TASK GOAL: Count the lines in the data below that contain the string "boutonniere", treating uppercase and lowercase as different, and reply with the number alone.

RECORDS FOR THIS TASK:
— begin —

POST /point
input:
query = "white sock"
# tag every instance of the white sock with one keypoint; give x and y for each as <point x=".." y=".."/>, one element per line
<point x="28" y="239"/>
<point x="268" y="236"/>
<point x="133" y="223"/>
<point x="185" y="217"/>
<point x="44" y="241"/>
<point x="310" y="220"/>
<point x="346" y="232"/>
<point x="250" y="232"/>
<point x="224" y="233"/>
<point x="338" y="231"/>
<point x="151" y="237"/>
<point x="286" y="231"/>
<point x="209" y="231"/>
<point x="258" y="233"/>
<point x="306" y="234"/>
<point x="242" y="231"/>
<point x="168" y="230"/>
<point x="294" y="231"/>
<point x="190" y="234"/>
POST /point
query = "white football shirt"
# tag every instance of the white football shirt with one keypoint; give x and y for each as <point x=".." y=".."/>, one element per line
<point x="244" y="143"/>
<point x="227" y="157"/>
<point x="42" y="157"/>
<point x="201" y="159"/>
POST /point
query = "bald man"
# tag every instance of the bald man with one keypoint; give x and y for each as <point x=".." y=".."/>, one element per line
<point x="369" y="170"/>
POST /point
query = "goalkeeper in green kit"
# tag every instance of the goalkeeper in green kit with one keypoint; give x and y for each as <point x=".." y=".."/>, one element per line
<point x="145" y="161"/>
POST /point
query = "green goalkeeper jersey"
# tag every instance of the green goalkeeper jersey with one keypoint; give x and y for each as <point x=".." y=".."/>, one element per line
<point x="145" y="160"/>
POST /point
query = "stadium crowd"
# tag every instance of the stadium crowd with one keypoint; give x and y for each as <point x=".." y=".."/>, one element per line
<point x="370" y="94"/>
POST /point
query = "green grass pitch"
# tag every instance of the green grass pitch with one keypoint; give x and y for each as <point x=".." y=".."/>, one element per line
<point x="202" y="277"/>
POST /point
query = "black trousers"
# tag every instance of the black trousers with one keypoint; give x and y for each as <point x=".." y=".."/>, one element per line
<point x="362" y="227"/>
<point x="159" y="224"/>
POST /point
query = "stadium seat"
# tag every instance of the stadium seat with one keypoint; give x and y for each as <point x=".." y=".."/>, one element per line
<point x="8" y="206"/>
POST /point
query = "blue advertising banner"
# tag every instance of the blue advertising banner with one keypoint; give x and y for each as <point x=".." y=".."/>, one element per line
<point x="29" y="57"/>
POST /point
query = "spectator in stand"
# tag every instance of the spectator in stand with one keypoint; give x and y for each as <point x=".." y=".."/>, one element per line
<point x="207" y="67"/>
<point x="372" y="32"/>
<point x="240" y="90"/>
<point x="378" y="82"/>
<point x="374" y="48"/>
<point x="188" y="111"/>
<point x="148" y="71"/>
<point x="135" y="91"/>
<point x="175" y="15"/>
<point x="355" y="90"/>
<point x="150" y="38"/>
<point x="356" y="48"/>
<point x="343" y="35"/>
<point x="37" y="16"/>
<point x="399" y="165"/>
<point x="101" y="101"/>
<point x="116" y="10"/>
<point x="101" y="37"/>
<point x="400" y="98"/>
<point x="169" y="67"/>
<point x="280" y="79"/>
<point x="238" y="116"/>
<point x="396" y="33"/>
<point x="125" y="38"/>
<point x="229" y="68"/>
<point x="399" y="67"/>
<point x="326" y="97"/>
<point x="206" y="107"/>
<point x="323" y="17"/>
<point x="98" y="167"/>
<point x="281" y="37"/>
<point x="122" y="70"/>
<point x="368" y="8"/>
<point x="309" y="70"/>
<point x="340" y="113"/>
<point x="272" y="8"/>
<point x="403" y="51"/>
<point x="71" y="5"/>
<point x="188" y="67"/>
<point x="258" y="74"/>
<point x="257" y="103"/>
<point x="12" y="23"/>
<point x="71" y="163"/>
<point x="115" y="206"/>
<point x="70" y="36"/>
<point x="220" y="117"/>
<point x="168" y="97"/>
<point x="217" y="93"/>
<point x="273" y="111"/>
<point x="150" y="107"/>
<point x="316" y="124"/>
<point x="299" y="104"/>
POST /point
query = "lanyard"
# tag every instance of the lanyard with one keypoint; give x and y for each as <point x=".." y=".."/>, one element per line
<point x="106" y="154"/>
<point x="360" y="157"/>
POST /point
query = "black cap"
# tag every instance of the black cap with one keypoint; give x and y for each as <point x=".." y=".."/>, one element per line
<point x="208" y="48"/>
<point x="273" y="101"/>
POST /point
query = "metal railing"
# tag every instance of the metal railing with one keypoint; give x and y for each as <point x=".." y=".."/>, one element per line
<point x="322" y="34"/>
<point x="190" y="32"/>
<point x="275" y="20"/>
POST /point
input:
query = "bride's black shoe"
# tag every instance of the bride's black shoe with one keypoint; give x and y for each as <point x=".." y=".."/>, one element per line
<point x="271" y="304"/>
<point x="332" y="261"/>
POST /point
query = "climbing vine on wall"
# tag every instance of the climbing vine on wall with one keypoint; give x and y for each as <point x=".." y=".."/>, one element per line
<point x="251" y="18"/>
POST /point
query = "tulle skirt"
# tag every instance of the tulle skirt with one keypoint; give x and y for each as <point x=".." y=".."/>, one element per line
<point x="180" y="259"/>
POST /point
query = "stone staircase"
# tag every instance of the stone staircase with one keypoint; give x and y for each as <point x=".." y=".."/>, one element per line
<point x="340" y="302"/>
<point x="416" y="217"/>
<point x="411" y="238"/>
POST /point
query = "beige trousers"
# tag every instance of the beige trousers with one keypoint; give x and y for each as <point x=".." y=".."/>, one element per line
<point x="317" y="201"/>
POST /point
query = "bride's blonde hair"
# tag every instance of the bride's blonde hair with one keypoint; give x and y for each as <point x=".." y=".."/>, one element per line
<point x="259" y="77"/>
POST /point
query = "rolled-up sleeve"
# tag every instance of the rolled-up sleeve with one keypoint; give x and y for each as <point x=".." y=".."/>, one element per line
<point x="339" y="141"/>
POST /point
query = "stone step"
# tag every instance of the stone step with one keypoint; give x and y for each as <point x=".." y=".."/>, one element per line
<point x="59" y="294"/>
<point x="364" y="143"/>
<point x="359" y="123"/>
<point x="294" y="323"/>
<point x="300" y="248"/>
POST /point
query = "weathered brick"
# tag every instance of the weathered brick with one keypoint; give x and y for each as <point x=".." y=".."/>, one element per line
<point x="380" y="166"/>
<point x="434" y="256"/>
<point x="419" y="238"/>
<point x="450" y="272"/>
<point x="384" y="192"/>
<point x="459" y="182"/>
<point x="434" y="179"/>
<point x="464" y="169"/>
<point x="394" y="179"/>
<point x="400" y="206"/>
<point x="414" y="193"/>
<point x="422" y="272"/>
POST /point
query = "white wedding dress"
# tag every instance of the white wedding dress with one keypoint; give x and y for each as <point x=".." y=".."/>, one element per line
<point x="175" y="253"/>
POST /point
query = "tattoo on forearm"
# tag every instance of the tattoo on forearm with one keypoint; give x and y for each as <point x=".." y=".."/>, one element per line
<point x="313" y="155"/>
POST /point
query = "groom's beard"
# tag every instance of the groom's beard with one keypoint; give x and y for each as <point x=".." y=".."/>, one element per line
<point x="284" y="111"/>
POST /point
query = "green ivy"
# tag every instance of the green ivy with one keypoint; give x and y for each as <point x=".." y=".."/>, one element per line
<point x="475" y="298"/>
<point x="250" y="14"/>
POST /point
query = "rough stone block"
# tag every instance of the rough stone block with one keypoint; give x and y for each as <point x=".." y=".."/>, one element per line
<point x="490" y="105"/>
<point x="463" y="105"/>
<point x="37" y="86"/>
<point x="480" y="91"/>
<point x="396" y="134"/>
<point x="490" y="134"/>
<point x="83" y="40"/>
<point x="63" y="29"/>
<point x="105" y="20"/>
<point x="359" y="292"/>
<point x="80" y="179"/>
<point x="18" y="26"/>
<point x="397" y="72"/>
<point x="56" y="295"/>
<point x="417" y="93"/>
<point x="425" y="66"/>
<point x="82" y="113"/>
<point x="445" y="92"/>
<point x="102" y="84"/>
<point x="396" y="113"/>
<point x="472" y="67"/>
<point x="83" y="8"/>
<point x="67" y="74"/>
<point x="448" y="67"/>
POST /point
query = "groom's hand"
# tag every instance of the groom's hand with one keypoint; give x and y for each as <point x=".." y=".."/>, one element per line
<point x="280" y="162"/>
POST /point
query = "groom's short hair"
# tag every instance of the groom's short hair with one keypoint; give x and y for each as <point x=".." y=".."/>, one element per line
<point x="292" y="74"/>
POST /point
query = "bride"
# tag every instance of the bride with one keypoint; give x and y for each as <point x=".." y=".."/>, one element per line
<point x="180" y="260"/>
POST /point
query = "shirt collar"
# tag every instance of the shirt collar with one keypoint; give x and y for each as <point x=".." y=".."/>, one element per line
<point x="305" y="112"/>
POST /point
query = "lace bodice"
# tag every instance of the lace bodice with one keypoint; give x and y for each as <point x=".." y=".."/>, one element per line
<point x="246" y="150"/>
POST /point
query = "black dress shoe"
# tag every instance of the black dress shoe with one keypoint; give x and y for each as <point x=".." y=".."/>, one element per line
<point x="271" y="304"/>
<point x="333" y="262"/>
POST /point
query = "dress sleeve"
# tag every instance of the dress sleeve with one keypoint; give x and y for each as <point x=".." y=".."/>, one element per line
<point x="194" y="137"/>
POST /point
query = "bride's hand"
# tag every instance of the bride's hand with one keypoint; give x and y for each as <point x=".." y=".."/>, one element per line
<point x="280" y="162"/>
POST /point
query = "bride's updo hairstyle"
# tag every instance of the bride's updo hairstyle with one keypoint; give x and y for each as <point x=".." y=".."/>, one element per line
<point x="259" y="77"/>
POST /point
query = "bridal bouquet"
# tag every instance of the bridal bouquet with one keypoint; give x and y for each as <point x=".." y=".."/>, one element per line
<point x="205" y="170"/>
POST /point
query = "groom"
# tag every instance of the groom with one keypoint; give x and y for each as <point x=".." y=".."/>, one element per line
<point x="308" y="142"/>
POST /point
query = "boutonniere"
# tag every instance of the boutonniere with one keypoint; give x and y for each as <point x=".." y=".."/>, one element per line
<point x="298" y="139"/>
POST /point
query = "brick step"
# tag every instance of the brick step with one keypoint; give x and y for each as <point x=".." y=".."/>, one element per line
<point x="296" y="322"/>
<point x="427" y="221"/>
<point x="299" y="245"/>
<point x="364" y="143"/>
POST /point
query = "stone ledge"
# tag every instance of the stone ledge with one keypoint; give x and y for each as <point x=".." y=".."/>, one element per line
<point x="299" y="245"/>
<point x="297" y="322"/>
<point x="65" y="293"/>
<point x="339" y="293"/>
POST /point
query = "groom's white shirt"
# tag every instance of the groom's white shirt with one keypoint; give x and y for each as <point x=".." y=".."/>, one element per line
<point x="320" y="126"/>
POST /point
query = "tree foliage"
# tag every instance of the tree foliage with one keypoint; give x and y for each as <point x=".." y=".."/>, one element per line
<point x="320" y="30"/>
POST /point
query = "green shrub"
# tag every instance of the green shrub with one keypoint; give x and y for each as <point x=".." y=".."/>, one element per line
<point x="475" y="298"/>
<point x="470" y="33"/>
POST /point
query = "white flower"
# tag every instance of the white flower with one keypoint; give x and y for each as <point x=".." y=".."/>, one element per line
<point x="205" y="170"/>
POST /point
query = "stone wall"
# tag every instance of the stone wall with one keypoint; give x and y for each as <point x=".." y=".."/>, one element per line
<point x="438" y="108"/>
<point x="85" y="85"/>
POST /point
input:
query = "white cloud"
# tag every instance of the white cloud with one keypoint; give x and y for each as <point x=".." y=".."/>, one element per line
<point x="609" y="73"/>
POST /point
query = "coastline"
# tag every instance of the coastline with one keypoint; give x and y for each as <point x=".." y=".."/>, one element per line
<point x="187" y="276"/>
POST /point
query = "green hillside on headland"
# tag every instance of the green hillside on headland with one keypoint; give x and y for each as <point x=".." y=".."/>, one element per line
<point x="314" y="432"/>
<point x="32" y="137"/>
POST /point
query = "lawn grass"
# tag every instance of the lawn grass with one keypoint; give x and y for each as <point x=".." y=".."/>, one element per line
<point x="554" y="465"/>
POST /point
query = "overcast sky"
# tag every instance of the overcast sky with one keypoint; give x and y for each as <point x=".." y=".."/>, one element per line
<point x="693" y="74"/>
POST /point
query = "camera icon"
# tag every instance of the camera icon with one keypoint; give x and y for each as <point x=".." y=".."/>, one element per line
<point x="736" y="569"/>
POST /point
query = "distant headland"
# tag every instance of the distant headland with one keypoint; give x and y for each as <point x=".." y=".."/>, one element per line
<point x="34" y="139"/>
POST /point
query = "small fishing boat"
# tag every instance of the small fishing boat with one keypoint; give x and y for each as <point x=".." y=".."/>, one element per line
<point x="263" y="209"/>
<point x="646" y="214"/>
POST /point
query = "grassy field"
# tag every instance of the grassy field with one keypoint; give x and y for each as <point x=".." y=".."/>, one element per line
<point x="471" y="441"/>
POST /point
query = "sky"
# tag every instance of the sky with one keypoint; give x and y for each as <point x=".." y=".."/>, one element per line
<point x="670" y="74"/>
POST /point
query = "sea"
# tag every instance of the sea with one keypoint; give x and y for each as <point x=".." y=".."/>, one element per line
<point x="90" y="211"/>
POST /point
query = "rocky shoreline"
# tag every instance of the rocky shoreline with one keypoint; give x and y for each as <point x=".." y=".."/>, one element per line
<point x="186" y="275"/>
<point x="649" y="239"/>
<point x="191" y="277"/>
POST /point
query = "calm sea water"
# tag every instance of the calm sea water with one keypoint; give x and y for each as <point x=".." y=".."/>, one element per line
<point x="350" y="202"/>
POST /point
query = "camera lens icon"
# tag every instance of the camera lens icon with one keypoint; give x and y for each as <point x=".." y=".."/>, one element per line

— end —

TASK OUTPUT: 2